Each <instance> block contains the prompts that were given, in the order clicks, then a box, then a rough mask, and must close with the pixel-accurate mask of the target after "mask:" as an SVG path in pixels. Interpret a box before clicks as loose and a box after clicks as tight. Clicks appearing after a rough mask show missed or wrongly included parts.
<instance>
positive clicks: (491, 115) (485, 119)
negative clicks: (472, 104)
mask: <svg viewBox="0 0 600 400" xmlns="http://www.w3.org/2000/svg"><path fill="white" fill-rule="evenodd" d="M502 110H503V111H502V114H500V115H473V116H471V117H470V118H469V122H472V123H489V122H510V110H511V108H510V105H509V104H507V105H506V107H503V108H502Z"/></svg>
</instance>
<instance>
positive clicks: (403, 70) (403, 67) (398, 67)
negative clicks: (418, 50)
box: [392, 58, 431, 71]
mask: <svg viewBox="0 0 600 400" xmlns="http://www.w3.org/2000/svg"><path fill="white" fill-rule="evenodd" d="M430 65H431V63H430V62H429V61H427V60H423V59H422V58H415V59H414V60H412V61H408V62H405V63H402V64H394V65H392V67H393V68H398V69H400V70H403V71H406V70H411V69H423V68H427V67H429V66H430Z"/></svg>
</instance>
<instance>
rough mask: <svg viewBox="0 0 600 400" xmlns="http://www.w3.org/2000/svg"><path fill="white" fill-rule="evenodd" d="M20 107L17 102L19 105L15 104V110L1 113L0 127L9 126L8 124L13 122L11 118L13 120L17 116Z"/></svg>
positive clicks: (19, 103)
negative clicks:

EXERCISE PROMPT:
All of the material must be written out again without any change.

WRITTEN SOLUTION:
Each <instance> block contains the prompts that were given, in the order clicks, then a box, then a rough mask, and must close with the pixel-accurate mask of the target after "mask:" as an SVG path in pixels. Interpret a box before clicks as loose and a box after clicks as tight. Clicks appearing after a rough mask show missed or wrongly included parts.
<instance>
positive clicks: (491, 115) (485, 119)
negative clicks: (472, 104)
mask: <svg viewBox="0 0 600 400" xmlns="http://www.w3.org/2000/svg"><path fill="white" fill-rule="evenodd" d="M502 110H503V111H502V114H500V115H473V116H471V117H470V118H469V122H472V123H489V122H510V110H511V108H510V105H509V104H507V105H506V107H503V108H502Z"/></svg>
</instance>
<instance>
positive clicks: (403, 70) (403, 67) (398, 67)
negative clicks: (418, 50)
box: [392, 58, 431, 71]
mask: <svg viewBox="0 0 600 400" xmlns="http://www.w3.org/2000/svg"><path fill="white" fill-rule="evenodd" d="M430 65H431V63H430V62H429V61H427V60H423V59H422V58H415V59H414V60H412V61H408V62H405V63H402V64H394V65H392V67H393V68H398V69H400V70H403V71H406V70H411V69H423V68H427V67H429V66H430Z"/></svg>
</instance>
<instance>
rough mask: <svg viewBox="0 0 600 400" xmlns="http://www.w3.org/2000/svg"><path fill="white" fill-rule="evenodd" d="M20 107L17 102L19 105L15 104V110L1 113L0 127L9 126L8 124L13 122L11 118L13 120L17 116Z"/></svg>
positive clicks: (19, 103)
negative clicks:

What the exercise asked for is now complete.